▸ Exercise task
Count the lines in the records below that contain the string "smile", and reply with that number alone.

## Start Information supplied

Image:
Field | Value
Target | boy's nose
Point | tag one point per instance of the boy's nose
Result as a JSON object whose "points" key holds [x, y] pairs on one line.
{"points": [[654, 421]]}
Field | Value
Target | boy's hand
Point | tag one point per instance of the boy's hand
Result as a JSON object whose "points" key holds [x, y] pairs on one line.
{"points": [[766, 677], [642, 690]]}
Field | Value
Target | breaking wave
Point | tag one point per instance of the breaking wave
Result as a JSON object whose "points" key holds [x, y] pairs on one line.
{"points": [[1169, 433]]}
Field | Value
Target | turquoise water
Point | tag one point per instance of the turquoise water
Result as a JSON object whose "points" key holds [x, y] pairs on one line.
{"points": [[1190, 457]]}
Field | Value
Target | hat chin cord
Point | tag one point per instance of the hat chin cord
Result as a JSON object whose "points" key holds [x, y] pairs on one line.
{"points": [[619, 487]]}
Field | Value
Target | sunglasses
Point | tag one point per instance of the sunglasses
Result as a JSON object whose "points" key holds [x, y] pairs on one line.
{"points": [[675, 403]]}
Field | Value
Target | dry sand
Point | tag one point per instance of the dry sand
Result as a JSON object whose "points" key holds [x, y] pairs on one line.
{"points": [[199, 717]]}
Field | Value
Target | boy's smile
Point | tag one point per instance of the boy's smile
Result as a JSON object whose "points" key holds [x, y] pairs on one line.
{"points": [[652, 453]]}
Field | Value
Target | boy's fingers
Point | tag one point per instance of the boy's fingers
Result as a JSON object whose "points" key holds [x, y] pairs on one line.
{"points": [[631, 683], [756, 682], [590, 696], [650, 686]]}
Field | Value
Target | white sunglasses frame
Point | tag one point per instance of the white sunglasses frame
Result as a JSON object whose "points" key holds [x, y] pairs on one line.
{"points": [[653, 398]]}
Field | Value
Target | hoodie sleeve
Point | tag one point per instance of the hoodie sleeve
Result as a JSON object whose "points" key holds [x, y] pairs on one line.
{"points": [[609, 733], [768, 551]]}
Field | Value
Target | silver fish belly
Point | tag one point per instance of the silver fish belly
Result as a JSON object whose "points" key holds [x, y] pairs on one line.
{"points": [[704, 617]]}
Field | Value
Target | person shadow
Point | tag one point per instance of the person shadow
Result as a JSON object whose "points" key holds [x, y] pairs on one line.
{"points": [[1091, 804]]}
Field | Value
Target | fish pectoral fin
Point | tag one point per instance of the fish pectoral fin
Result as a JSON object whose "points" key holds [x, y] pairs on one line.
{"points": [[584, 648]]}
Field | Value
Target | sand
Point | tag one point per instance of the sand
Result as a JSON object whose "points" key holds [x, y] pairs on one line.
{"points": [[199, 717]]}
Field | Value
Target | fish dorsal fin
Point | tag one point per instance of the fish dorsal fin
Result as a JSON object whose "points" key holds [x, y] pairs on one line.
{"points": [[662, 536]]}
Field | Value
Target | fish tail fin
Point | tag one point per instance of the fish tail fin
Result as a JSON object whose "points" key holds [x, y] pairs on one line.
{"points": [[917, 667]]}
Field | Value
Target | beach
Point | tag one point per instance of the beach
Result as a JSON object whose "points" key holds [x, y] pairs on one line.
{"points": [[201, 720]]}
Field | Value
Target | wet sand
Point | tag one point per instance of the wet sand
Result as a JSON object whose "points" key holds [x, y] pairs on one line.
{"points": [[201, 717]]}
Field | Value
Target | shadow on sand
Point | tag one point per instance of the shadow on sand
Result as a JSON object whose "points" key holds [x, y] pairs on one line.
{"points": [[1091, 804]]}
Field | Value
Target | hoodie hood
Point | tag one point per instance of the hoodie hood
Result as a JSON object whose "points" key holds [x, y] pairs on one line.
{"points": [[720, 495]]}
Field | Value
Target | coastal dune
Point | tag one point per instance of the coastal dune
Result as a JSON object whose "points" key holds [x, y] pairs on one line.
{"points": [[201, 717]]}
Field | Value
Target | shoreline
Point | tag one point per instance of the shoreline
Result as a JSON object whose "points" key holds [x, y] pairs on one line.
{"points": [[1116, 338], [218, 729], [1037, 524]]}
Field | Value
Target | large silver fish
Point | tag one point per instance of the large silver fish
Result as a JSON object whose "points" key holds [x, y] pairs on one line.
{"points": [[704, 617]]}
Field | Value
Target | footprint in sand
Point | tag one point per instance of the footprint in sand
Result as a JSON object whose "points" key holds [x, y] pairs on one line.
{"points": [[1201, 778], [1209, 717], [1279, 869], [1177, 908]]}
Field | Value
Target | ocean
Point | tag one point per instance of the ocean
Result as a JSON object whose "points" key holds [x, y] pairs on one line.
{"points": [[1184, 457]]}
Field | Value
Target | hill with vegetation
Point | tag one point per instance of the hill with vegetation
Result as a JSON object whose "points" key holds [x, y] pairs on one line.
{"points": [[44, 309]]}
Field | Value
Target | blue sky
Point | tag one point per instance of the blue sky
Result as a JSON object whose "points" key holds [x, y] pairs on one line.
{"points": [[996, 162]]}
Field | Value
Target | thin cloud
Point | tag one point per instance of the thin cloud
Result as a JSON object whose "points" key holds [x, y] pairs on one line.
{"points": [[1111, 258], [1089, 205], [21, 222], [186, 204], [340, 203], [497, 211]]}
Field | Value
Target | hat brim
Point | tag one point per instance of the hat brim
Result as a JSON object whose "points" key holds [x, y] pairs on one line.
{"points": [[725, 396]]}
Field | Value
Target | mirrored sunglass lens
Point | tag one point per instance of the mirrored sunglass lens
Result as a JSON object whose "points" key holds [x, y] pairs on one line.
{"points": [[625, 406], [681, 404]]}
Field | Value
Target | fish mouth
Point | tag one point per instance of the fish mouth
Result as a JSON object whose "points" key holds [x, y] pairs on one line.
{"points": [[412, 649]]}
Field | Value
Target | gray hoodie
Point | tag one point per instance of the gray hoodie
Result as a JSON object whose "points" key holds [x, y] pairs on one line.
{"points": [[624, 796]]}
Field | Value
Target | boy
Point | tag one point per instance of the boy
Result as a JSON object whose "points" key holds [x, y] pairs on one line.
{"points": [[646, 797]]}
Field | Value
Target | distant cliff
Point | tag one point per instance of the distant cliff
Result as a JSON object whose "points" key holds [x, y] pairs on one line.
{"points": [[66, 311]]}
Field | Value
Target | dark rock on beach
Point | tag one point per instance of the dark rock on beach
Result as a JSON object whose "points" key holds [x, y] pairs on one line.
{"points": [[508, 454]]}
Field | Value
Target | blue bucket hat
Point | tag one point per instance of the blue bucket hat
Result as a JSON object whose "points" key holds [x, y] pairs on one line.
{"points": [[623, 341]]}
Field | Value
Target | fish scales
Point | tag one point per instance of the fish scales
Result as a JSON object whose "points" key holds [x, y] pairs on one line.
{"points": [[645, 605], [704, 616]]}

## End Information supplied

▸ Finished answer
2